*Extract provided*.
Professor Hess has taken on the daunting challenge posed by eight contemporary poets whose complex compositional techniques defy [End Page 247] a traditional, linear approach to interpretation. Her choice of the anachronistic term "palimpsest" as a critical tool for reading poetry written in the wake of the revolution in computer technology affords her the freedom to bring together an otherwise disparate group of French and Francophone poets writing between 1980 and 1995. "Le palimpseste est une métaphore pour l'ordinateur, pour sa façon de traiter les données, de les modifier, et de les enregistrer . . . en plusieurs dimensions" (7). The analogy stands for the process of continual re-writing common to the use of parchment in ancient times and computer editing. Severed from the prosodic conventions that governed poetry as a genre until the end of the nineteenth century, post computer-age poetry, she claims, (pace Mallarmé) demands a reconception of how poetic signification is constructed through a web of multidirectional interactive semantic chains (réseaux).

*List of tasks*.
a) In the passage, the French quotation names what the computer does with data. List those actions as the quotation gives them.
b) Quote the records verbatim, everything from the line containing "of the dark" down to the end of the records.
The passage and the records come from unrelated sources.

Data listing
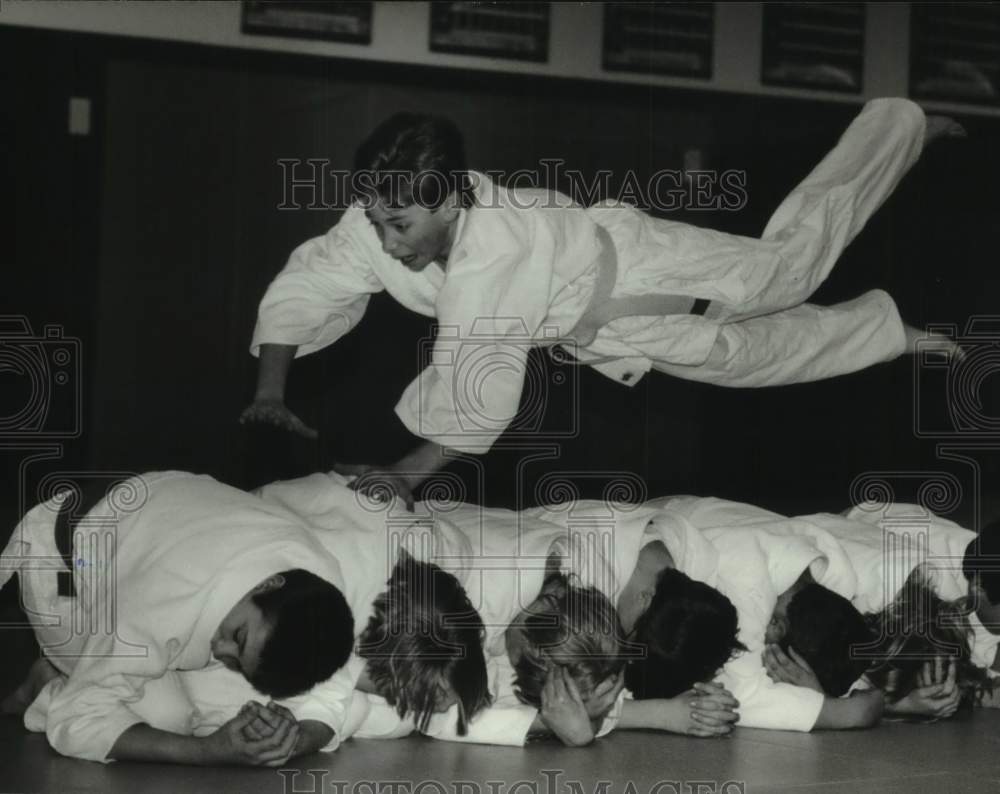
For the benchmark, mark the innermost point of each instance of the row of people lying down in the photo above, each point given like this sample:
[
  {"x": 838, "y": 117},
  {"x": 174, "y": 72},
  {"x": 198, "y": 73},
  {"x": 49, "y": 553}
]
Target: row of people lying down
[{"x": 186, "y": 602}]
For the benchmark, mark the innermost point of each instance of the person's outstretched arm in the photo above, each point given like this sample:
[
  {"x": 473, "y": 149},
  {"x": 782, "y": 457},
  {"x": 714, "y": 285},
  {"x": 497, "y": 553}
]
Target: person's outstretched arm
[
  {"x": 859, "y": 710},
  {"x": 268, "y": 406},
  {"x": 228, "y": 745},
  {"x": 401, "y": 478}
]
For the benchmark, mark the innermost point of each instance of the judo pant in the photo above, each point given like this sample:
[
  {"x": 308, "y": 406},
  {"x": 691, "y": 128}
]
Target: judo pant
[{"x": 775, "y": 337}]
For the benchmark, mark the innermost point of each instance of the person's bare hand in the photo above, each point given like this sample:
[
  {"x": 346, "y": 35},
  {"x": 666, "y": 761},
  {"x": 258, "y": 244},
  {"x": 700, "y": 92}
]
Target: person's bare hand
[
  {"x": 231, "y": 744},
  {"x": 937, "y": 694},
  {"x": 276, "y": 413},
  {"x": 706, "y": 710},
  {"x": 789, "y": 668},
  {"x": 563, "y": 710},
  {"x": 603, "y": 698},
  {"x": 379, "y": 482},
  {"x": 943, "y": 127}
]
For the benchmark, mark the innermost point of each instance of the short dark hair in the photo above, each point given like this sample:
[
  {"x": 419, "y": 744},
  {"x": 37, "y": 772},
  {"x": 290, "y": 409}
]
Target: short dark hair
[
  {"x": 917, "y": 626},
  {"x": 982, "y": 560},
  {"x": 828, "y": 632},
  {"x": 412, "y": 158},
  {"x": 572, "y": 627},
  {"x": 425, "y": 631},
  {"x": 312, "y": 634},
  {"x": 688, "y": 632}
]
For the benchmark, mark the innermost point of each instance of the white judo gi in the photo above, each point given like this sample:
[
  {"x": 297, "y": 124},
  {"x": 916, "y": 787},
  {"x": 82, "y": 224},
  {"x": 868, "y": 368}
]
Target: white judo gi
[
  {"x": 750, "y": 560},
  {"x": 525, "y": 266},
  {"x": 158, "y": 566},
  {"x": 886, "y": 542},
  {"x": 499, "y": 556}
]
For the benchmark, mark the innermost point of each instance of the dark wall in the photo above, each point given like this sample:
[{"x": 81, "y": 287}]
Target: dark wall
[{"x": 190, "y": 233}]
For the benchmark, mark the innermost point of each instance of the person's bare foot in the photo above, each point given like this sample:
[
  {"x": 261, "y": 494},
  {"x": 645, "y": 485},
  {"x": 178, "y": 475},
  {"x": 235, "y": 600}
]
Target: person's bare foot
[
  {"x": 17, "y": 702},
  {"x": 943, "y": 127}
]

*Task-by-task outputs*.
a) traiter, modifier, enregistrer

b)
For the benchmark, mark the innermost point of each instance of the dark wall in the photo above, each point given like this sample:
[{"x": 81, "y": 287}]
Target: dark wall
[{"x": 190, "y": 233}]
For the benchmark, mark the innermost point of each instance of the person's bare foot in the photo above, each point given like this sample:
[
  {"x": 261, "y": 494},
  {"x": 645, "y": 485},
  {"x": 178, "y": 475},
  {"x": 235, "y": 600}
]
Target: person's bare foot
[
  {"x": 17, "y": 702},
  {"x": 943, "y": 127}
]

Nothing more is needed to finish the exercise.